• [INSTRUCTIONS TO FOLLOW] What is needed is the run of lines from the one with "Each instance of the dense" through the close of the data, set down exactly.

____ PROVIDED RECORDS

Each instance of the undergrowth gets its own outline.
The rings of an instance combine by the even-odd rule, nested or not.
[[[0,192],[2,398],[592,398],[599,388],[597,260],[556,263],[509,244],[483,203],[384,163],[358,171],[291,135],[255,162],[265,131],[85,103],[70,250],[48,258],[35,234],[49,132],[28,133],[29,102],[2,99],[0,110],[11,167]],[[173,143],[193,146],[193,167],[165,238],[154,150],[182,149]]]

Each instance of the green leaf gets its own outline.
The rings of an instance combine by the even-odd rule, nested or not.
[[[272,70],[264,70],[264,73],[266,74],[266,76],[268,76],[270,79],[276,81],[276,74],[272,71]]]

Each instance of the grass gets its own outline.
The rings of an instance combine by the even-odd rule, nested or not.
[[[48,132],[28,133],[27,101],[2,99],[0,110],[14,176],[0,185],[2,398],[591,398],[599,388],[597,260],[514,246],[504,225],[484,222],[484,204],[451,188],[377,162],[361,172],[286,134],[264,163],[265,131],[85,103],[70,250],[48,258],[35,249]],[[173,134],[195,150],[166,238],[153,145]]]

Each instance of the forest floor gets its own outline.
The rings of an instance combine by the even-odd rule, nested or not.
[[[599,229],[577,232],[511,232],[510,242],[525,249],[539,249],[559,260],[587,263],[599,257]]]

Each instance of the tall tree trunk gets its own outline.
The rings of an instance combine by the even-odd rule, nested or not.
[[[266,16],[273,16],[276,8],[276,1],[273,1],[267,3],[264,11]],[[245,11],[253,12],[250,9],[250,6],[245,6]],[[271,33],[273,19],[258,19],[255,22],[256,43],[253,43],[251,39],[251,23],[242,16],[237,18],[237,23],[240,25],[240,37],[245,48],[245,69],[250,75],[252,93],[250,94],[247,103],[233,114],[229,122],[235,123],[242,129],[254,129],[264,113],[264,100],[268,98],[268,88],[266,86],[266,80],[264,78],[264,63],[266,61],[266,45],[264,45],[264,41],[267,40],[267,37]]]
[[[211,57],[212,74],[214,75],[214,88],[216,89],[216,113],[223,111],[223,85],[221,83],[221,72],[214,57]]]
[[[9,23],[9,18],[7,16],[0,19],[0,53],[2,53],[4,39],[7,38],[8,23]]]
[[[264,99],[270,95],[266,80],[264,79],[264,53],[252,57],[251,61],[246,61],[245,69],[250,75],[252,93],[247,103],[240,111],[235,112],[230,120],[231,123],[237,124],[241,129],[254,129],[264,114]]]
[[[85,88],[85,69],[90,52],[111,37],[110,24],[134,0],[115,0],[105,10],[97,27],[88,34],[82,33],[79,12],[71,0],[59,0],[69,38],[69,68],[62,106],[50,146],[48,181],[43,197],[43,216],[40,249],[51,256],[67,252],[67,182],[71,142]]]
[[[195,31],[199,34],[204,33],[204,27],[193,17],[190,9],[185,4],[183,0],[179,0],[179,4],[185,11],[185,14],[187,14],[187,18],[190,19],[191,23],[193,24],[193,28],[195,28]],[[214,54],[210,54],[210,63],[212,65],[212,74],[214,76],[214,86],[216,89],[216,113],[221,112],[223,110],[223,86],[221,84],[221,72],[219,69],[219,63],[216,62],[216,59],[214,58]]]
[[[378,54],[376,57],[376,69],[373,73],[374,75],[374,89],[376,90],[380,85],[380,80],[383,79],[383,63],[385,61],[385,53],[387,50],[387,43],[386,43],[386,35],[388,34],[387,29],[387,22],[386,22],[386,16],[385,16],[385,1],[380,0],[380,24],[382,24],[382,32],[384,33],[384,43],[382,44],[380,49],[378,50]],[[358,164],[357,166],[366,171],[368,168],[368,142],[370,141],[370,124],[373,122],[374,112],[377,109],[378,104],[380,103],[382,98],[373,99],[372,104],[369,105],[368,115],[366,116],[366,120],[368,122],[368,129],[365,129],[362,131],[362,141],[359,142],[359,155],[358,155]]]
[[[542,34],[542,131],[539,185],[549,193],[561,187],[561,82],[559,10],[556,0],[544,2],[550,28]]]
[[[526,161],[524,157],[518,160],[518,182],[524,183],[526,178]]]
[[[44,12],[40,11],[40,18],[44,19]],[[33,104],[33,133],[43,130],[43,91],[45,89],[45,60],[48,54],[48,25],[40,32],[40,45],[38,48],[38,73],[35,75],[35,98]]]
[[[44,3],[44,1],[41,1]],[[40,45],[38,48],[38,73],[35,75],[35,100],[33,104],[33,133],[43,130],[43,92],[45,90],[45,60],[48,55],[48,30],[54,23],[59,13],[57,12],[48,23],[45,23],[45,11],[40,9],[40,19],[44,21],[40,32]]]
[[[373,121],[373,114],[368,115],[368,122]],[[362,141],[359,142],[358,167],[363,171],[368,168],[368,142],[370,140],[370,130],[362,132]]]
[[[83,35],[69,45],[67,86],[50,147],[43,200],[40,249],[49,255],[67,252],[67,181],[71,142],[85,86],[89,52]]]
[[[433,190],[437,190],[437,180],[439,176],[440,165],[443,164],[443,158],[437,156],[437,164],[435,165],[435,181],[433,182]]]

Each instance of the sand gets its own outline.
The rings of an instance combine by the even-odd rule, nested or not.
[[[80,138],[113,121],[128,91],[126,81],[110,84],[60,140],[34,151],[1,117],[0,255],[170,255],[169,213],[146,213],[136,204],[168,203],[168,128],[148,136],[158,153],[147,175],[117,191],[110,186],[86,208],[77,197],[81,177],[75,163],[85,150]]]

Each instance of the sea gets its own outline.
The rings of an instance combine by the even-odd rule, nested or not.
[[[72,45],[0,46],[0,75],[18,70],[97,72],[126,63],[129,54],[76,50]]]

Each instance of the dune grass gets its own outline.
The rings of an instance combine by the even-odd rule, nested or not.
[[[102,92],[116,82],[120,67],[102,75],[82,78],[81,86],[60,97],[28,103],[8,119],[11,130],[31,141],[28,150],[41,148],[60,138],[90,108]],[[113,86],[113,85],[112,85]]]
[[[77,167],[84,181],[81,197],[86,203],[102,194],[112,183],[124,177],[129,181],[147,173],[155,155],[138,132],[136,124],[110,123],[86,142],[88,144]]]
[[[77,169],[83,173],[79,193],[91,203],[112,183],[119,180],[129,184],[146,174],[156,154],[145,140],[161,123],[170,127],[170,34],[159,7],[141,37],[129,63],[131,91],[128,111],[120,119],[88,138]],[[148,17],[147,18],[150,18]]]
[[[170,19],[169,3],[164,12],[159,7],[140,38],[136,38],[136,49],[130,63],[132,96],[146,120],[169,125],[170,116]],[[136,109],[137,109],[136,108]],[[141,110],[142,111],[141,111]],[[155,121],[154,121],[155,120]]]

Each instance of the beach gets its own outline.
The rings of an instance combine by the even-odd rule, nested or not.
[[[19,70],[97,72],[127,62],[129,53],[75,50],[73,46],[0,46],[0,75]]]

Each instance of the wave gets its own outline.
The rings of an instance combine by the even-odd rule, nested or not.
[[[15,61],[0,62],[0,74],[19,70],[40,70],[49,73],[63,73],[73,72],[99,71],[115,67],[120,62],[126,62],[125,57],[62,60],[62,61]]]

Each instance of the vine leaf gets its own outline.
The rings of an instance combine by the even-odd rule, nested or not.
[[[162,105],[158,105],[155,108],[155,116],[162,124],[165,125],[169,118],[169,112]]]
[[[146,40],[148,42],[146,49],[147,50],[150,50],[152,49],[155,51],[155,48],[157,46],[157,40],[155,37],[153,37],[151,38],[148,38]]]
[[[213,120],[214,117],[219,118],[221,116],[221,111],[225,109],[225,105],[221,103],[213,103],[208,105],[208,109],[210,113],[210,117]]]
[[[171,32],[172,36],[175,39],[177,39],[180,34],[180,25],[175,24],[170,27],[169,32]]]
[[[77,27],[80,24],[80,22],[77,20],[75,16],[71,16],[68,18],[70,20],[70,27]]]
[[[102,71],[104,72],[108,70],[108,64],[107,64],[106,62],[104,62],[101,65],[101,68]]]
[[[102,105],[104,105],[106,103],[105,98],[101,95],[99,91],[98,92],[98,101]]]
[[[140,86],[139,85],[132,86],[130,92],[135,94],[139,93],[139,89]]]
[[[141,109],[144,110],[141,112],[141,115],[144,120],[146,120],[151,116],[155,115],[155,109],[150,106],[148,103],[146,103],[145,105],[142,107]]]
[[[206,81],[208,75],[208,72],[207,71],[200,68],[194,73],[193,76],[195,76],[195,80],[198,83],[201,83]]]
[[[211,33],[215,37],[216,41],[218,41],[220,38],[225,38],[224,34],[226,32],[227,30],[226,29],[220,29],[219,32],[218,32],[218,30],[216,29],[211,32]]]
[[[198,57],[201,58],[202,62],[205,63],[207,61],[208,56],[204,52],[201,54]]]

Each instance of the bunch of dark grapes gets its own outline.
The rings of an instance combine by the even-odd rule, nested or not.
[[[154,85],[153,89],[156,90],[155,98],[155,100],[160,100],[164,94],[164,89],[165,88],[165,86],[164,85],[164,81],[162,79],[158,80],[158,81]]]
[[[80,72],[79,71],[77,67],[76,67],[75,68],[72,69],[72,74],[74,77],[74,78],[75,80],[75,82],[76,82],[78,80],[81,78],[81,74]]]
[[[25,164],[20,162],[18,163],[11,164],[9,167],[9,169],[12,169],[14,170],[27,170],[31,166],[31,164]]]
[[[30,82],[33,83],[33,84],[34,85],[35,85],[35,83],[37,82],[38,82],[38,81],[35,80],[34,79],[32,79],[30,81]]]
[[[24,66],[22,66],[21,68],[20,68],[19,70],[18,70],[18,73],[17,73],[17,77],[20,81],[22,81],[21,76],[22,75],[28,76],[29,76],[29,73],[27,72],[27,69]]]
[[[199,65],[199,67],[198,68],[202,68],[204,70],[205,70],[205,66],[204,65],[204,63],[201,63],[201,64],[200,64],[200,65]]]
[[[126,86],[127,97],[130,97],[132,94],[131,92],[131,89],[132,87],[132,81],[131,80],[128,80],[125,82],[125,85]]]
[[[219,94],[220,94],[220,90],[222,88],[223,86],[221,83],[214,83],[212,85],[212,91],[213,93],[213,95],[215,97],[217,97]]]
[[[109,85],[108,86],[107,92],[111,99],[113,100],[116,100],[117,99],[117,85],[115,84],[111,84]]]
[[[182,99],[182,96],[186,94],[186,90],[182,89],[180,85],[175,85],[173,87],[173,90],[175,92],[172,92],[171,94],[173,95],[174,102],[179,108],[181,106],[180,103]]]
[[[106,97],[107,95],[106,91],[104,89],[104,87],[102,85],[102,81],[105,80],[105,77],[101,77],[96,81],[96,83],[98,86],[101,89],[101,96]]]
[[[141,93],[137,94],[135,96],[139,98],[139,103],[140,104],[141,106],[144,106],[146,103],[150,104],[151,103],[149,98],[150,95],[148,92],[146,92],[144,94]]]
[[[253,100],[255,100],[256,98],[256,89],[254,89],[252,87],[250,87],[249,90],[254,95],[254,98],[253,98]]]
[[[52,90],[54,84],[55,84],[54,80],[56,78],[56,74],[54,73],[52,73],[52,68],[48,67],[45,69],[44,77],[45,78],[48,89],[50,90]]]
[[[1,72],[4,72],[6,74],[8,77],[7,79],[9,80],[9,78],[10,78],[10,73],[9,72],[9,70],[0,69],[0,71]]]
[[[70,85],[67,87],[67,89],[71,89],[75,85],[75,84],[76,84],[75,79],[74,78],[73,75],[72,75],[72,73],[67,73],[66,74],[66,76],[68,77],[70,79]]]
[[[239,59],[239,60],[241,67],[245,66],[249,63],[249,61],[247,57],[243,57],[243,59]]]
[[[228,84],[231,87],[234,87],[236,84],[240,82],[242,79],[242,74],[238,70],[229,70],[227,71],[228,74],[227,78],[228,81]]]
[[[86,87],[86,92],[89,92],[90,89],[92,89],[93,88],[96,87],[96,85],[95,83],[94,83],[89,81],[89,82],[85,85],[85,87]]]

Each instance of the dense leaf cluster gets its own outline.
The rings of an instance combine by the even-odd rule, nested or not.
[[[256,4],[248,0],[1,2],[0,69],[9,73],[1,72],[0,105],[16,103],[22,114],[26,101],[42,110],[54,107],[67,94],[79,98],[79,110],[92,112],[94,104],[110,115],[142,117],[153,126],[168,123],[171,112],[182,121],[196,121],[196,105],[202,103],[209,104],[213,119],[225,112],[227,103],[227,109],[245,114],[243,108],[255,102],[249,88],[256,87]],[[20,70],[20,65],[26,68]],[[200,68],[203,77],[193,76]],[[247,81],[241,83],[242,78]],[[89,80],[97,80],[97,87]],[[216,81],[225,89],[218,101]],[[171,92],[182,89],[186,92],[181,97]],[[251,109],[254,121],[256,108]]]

________

• [COMPLETED TASK]
Each instance of the dense leaf cluster gets its own outline.
The rings of an instance combine by the even-odd rule, nested or not.
[[[256,4],[248,0],[1,2],[0,69],[9,73],[1,72],[0,105],[16,103],[22,114],[26,101],[42,110],[54,107],[67,94],[79,98],[79,110],[92,112],[94,104],[110,115],[142,117],[153,126],[168,123],[171,112],[182,121],[196,121],[196,105],[202,103],[209,104],[213,119],[225,112],[227,103],[227,109],[245,114],[243,108],[255,102],[249,88],[256,87]],[[20,70],[20,65],[26,68]],[[200,68],[203,77],[193,76]],[[247,81],[241,83],[242,78]],[[89,80],[97,80],[97,87]],[[216,81],[225,89],[218,101]],[[171,92],[182,89],[186,92],[181,97]],[[251,109],[254,121],[256,108]]]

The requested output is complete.